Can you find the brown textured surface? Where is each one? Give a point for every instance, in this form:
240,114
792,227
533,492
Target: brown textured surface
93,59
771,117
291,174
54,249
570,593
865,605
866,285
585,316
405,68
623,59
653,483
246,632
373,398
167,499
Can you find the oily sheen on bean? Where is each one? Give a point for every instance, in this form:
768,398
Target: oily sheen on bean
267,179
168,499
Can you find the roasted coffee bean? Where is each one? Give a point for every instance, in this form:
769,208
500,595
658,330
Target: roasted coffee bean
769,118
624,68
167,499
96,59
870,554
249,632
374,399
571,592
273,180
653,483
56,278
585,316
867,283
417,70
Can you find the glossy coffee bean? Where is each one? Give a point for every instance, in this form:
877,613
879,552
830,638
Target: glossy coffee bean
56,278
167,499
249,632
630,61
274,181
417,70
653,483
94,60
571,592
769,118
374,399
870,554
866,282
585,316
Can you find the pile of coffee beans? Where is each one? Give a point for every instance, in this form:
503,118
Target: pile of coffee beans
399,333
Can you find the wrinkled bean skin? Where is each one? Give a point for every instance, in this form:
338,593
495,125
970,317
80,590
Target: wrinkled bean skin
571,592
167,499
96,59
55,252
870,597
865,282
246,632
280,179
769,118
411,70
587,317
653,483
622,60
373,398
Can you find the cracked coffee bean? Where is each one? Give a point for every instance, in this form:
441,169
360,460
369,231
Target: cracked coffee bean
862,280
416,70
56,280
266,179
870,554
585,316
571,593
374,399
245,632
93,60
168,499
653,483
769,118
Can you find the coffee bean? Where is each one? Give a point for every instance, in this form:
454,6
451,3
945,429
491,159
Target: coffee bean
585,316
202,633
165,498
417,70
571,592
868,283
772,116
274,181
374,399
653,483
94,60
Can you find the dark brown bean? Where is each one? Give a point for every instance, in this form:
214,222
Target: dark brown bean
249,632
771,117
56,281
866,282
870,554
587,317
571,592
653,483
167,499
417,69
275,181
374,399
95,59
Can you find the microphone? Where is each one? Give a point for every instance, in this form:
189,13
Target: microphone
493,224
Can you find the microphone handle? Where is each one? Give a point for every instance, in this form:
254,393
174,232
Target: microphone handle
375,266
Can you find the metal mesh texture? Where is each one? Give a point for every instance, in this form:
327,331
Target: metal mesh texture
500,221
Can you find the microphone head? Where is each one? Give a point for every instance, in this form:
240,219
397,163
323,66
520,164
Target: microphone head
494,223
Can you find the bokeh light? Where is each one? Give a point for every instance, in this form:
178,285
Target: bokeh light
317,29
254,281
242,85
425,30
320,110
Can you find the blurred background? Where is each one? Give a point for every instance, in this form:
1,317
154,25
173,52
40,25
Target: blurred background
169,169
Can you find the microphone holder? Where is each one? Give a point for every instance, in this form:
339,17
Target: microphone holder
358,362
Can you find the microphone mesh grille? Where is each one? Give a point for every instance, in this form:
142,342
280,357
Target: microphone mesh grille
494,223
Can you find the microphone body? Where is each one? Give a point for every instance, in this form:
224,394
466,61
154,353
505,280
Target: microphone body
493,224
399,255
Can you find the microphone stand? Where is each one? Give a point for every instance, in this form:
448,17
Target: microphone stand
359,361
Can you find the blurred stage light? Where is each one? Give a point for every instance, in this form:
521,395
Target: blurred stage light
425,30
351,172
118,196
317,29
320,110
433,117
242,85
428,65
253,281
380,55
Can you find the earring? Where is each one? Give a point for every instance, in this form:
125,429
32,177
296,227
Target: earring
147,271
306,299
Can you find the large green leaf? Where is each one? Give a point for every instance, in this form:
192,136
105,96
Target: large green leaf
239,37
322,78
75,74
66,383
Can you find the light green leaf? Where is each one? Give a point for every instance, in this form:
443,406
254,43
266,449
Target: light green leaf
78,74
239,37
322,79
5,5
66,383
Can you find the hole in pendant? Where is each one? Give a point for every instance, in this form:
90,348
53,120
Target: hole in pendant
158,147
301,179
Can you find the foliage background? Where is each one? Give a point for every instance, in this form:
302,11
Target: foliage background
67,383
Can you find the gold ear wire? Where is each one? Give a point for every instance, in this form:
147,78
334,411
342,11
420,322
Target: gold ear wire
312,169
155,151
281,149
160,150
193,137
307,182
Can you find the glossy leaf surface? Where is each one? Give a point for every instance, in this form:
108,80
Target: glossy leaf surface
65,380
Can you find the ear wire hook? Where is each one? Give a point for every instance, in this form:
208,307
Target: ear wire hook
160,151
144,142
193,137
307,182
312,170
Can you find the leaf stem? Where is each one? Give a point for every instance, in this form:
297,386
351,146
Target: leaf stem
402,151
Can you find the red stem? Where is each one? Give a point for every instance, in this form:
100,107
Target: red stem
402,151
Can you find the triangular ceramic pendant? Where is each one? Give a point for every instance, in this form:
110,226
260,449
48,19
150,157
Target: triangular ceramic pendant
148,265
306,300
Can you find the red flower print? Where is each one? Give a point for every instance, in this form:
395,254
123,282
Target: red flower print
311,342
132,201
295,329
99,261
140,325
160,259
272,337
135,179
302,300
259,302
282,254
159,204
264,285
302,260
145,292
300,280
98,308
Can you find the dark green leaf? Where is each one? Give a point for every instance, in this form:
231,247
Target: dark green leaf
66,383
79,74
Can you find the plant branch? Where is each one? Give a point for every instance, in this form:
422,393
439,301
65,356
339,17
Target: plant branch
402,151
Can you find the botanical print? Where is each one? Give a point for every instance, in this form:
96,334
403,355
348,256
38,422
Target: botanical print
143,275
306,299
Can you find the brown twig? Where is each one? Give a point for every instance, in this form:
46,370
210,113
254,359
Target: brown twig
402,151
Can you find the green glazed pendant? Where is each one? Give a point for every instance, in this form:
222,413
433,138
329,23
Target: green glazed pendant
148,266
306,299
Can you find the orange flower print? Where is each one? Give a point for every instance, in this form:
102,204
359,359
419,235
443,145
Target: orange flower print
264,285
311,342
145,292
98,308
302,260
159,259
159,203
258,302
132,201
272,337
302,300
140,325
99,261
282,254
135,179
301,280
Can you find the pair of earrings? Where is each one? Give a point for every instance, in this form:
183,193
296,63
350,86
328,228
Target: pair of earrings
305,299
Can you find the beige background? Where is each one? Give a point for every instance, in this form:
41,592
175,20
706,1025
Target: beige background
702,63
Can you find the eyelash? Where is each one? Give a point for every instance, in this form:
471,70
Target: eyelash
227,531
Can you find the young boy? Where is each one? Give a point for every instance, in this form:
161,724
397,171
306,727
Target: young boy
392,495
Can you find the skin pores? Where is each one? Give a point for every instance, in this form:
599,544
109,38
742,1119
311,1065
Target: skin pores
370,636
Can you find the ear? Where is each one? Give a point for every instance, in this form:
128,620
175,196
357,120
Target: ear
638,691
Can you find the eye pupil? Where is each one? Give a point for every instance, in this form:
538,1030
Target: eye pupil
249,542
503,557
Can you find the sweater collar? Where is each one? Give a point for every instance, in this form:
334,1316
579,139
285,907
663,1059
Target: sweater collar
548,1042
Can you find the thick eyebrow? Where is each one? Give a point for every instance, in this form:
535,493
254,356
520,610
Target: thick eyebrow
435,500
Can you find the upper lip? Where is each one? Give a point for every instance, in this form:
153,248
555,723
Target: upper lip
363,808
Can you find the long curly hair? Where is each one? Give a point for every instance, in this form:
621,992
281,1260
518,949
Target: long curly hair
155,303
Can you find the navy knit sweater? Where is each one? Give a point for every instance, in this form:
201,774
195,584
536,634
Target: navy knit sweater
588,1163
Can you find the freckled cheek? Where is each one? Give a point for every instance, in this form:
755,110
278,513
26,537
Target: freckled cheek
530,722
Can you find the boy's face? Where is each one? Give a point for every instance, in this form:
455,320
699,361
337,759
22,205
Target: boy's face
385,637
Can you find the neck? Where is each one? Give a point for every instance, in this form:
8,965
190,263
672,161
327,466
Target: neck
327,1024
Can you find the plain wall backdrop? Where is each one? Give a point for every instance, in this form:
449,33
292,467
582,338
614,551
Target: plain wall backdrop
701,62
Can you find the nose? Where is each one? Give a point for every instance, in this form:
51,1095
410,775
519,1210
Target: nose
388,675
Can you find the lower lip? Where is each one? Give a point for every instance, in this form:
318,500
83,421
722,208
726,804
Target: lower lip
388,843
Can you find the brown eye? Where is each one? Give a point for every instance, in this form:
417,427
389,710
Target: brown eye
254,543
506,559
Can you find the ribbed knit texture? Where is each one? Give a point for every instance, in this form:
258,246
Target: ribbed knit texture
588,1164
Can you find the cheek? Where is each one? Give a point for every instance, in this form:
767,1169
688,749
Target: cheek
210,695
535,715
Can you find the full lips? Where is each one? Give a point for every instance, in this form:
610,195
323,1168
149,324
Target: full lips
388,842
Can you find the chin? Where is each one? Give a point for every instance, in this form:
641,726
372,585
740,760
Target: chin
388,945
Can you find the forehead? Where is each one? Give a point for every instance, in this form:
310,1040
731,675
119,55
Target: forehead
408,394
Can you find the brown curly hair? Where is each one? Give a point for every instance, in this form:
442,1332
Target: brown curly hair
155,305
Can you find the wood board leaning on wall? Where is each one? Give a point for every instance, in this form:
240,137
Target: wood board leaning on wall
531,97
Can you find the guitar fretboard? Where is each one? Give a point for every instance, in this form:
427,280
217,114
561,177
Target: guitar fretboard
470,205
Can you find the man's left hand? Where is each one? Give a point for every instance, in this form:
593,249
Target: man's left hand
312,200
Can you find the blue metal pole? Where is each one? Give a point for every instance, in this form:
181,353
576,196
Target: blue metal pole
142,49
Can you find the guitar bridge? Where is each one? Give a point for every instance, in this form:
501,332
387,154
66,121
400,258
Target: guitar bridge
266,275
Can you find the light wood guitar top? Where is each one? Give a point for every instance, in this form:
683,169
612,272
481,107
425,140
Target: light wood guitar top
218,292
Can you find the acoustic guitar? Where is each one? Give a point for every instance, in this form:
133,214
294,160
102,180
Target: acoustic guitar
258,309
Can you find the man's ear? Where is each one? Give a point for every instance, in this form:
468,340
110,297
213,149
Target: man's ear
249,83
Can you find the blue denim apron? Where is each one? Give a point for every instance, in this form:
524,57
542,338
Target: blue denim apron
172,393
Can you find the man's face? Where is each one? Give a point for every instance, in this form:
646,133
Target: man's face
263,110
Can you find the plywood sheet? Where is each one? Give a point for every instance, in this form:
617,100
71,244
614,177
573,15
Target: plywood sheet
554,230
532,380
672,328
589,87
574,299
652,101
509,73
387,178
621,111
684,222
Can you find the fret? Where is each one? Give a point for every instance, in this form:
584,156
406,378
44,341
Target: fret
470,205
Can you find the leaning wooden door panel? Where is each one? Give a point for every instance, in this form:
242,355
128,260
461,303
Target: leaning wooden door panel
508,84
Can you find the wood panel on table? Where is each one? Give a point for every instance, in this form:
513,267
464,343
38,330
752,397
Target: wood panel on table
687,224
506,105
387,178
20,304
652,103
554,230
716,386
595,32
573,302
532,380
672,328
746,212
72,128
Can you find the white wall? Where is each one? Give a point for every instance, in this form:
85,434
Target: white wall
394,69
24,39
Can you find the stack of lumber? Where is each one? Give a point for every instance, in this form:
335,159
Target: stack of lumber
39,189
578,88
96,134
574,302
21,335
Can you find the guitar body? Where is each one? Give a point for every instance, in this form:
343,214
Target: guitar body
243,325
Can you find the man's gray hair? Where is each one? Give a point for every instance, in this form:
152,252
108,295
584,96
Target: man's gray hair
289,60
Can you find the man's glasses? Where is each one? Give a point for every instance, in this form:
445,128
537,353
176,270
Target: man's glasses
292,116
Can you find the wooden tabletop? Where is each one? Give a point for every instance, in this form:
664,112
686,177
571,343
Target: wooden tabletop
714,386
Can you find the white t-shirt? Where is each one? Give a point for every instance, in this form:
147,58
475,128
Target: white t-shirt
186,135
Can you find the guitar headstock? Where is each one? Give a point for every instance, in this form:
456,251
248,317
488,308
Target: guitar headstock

************

Objective: Word for word, quote the lines from the line containing "Can you find the white wall?" through the end of the material, both included, and nothing else.

Answer to the exercise:
Can you find the white wall? Where is each one? Give a point for every instance, in this form:
85,434
Target: white wall
394,69
24,39
Can you find the stack of lumber? Where is each one? Give a point for every instance, in this form:
335,159
Target: stack of lumber
39,189
578,88
96,134
574,302
21,335
Can you find the guitar body? Where is each one? Give a point for every instance, in this form:
343,214
Target: guitar body
243,325
Can you find the man's gray hair? Where is each one? Give a point for every instance, in this form:
152,252
108,295
584,96
Target: man's gray hair
289,60
Can you find the man's glasses? Where is each one? Give a point for every instance, in this form:
445,128
537,353
176,270
Target: man's glasses
292,116
Can you find the wooden tabletop? Where is each one? Give a point for every instance, in this form:
664,112
686,177
571,343
Target: wooden tabletop
714,386
Can you find the white t-shirt? Where is each one? Give a point for every instance, in this form:
147,58
475,128
Target: white t-shirt
186,135
Can you find the guitar headstock? Where is each one? Give a point for every instance, in this form:
456,251
248,317
488,308
Target: guitar headstock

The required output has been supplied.